### Trecho do documento
Afonso da Silva Guimarães foi casado, primeiramente, com sua prima Júlia, filha de Joaquim Caetano da Silva Guimarães, irmão de Bernardo. Em segundas núpcias, com Petrina Marcelina. Do primeiro matrimônio não houve filho; do segundo vieram-lhe Elvira, Isabel Afonsina, Sílvia, Flúvio, Lívio, Célio, Norma, Décio e Luísa.

O sexto filho de BG foi José da Silva Guimarães. Nasceu em 5 de setembro de 1882, em Ouro Preto. Morreu em Belo Horizonte em 16 de novembro de 1919. Foi o mais erudito dos filhos de Bernardo Guimarães. Mais inclinado a investigações científicas e filosóficas, produzi algumas colunas de jornais e revistas. Não teve tempo, contudo, de publicar um só volume de suas pesquisas e estudos, porque morreu com 37 anos. Era agrônomo. Não se casou.

O penúltimo dos filhos de BG foi Bernardo Guimarães Filho, o Didico, como lhe chamavam os parente e amigos. Victor Silveira, em 1925, assim o registrou: “Poeta como seu pai, o grande Bernardo Guimarães. Seus versos são admiráveis. Como poeta humorístico e o primeiro de Minas. Publicou, com Djalma de Andrade, Ditosa Pátira, livro de quadras patrióticas, que obteve elogios da crítica. Reside em Belo Horizonte, onde é funcionário da Administração dos Correios. Conhece profundamente História. Tem inédita uma Corografia do Estado de Minas. É professor de inglês, língua que conhece muito bem”.

Didico colaborou em vários jornais e revistas. Escreveu o romance “O Valentão das Gerais”, publicado em capítulos no folhetim do “Correio do Dia”, de Belo Horizonte. Nasceu em 1883, em Ouro Preto, e morreu em Belo Horizonte em 1956. Não se casou.

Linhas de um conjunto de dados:
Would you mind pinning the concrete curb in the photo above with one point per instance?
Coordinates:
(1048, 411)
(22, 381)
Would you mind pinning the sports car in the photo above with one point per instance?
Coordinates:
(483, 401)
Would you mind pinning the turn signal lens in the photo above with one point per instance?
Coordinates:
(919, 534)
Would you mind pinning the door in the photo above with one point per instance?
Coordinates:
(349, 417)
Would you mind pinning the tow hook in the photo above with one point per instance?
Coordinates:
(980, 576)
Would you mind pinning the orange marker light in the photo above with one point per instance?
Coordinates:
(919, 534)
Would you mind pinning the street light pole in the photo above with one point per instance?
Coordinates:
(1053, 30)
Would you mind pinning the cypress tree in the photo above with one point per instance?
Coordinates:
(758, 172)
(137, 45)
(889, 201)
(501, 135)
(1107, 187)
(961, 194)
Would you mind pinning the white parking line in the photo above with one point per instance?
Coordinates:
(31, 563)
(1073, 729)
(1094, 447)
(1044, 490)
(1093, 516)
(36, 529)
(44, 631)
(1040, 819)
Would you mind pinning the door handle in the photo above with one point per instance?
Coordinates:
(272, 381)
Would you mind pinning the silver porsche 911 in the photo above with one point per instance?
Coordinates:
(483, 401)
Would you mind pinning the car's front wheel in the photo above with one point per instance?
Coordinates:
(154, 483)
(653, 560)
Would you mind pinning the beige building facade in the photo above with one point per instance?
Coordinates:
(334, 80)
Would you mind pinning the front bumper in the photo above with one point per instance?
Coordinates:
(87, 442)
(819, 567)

### A fazer
Retome o texto sobre os filhos de Bernardo Guimarães a partir do ponto em que ele termina.

### Resultado
O caçula do autor de “A Escrava Isaura” foi o engenheiro e geógrafo e professor Pedro de Alcântara Bernardo Guimarães. Não conheceu o pai, pois, quando o poeta e romancista vila-riquense morreu, Pedro ainda não tinha nascido.  Dona Teresa estava no segundo mês de gravidez. Pedro nasceria postumamente sete meses após a morte do pai, em 19 de outubro de 19884, no velho sobrado da família, no Alto das Cabeças, em Ouro Preto.

Dos filhos do romancista, foi o único que se dedicou à política, tendo sido deputado do Congresso Mineiro, “notabilizando-se na Câmara pelos seus discursos e pela sua independência de caráter”, diz Victor Silveira em sua obra Minas Gerais em 1925.

Foi também, da prole bernardiana, o que mais escreveu, não só em jornais e revistas, como em livros. Teve intensa atividade jornalística, que se assinala desde a meninice até os últimos minutos de sua vida, então como colaborador  do “O Repórter”, diário de Uberlândia, dirigido por João de Oliveira.

Fundou diversas folhas, em diversas localidades, e colaborou em dezenas de bons diários e semanários de todo o país. Em Belo Horizonte foi, durante muito tempo, o diretor da sucursal de “A Capital”, vespertino paulistano de Gustavo de Aquino e João Castaldi.

Dedicou-se também ao magistério, atividade na qual começou ainda jovem, em 1904, com Godofredo Rangel e Plínio Mota, no Colégio do Coronel Jerônimo Guedes Fernandes – educador várias vezes mencionado por Monteiro Lobato em “A Barca de Gleyre” – de Carmo de Minas, cidade então chamada Silvestre Ferraz. Pedro destacou-se ainda em oratória.

Mudando-se para Itajubá, cidade sul-mineira, tornou-se professor da Escola Normal Sagrado Coração de Jesus, das Irmãs da Providência de Gap, e do Ginásio de Itajubá. Nessa cidade foi redator do jornal “Gazeta de Itajubá”;

Também tinha interesse pelas pesquisas históricas. Publicou cinco volumes: “Fastos da História de Minas”, que teve duas edições e chegou a ser obra adotada oficialmente nas escolas mineiras, “Nada”,  livro de contos, “A Escravidão”, conferência, “O Que Nos Resta do Pindorama”, estudo dos vestígios que nos deixaram os índios nos nosso costumes, crendices e língua, “Município de Itajubá”, obra fartamente ilustrada, em formato de álbum, editada pela Imprensa Oficial do Estado de Minas Gerais, que mereceu elogios do Barão Homem de Mello, presidente do Instituto Histórico e Geográfico Brasileiro.

O folclorista Joaquim Ribeiro, na sua obra “A Tradição” e as Lendas”, recorre freqüentemente a “O Que  Nos Resta do Pindorama”, de Pedro Bernardo Guimarães, para fundamentar o seu livro.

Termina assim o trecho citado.